### QUOTED PASSAGE
◇ ◇ ◇ ◇ ◇ ◇ ◇

Often times a company releases its application program interface (API) to the public so that software developers can design products that are powered by its service for extracting data (Roos, 2007). In many cases an API doesn't exist and the developers must write their own. Web scraping is commonly used to either extract data from a legacy system (which has no other mechanism to transfer data), or to extract data from a website which does not provide a more convenient API (Data scraping, 2015).
Since most webpages are designed for human end-users, navigation and data extraction are not necessarily easily automated. As such, web scraping is typically considered a "last resort" tool, with high programming and processing overhead. It focuses on acquiring HTML formatted data from a webpage and storing the data in a variety of formats, including a text file, a worksheet, or a database. Since websites are built using HTML or XHTML, web scraping utilizes software to simulate human exploration and extraction of data from the web, pulling the data directly out of the HTML. The program then goes through all available pages and collects data and images as a human would do manually using mouse clicks and copy-and-paste. As such, any content that can be viewed on a webpage or is contained in the source code can be scraped. It is for this reason that web scraping tools programmatically automate data extraction/acquisition from a website.

◇ ◇ ◇ ◇ ◇ ◇ ◇

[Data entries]

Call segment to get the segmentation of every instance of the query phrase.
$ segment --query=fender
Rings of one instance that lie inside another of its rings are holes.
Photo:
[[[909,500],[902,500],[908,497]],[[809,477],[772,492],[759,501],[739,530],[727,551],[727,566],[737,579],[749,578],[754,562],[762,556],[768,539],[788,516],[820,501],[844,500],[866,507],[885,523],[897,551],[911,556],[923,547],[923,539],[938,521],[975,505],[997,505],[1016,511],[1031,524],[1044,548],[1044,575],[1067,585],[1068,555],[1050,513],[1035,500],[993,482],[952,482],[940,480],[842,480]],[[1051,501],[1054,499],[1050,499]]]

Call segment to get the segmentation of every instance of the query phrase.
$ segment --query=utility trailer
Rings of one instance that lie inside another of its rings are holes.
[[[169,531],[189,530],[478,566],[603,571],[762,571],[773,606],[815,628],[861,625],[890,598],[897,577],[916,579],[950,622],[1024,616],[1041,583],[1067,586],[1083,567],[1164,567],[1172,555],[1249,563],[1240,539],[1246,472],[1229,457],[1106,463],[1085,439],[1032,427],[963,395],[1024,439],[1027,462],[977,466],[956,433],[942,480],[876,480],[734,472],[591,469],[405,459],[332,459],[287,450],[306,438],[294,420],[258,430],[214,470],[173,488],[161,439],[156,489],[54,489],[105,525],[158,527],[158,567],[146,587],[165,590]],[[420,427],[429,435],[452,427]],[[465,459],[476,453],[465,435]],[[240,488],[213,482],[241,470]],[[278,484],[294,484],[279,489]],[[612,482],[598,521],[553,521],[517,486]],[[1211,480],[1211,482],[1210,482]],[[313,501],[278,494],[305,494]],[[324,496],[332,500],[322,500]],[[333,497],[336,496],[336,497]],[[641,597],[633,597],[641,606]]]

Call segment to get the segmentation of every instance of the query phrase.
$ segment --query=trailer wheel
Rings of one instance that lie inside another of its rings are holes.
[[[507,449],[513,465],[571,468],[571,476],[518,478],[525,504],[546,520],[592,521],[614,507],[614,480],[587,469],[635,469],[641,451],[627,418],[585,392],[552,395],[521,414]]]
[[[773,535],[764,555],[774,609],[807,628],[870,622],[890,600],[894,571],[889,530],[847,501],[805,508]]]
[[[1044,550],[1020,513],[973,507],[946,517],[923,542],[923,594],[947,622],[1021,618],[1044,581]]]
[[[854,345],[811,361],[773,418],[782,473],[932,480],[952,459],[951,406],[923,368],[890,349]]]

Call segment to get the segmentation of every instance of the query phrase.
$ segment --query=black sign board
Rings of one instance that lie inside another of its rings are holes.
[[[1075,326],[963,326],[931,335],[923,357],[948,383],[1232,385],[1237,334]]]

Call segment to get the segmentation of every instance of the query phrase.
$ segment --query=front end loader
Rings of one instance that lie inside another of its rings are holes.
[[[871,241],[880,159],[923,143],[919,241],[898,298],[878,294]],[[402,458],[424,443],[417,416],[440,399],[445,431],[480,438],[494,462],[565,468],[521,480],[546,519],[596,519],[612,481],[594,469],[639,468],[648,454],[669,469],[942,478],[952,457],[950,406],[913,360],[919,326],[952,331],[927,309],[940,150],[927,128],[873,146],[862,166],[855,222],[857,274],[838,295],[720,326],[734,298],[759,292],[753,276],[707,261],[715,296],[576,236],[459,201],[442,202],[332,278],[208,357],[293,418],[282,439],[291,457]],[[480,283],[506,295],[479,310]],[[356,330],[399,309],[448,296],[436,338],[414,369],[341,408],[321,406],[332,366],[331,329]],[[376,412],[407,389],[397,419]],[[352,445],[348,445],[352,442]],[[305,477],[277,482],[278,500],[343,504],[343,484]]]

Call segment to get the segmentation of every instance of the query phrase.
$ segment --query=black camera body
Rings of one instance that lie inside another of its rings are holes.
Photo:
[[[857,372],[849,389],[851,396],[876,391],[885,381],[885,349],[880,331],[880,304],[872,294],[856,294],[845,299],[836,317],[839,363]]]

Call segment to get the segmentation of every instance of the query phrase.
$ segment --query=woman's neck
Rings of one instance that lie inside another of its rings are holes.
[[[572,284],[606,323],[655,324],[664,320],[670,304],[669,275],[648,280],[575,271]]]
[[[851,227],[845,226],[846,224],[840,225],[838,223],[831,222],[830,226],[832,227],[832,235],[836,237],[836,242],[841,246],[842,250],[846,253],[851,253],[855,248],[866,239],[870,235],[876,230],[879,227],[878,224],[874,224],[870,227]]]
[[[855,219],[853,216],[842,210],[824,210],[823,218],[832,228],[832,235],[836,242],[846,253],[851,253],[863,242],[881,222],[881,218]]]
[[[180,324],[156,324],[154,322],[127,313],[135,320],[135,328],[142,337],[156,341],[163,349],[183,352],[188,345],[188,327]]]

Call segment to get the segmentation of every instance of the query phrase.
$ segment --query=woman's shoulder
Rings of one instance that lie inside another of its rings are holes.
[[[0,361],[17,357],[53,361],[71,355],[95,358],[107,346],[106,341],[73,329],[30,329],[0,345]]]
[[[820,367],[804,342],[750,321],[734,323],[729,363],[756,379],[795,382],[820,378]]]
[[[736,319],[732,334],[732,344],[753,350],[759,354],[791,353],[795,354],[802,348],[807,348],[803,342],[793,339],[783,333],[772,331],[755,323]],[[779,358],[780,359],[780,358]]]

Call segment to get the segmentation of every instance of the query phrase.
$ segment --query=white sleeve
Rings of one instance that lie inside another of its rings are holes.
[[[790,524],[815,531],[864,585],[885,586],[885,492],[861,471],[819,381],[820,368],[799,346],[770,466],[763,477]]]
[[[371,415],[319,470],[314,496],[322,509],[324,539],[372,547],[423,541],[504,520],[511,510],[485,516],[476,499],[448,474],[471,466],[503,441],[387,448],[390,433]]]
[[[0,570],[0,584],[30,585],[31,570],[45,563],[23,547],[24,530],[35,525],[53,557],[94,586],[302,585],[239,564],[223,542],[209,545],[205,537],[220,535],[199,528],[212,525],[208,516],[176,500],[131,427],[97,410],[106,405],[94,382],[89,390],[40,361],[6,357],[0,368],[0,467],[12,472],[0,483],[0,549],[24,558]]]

◇ ◇ ◇ ◇ ◇ ◇ ◇

### WHAT TO DO
1. Return everything from "Often times a" down to "(Data scraping, 2015)." in the web scraping passage, copied word for word.
2. According to the web scraping passage, in what formats can the data acquired from a webpage be stored?

### THE RESPONSES
1.
Often times a company releases its application program interface (API) to the public so that software developers can design products that are powered by its service for extracting data (Roos, 2007). In many cases an API doesn't exist and the developers must write their own. Web scraping is commonly used to either extract data from a legacy system (which has no other mechanism to transfer data), or to extract data from a website which does not provide a more convenient API (Data scraping, 2015).

2. A text file, a worksheet, or a database.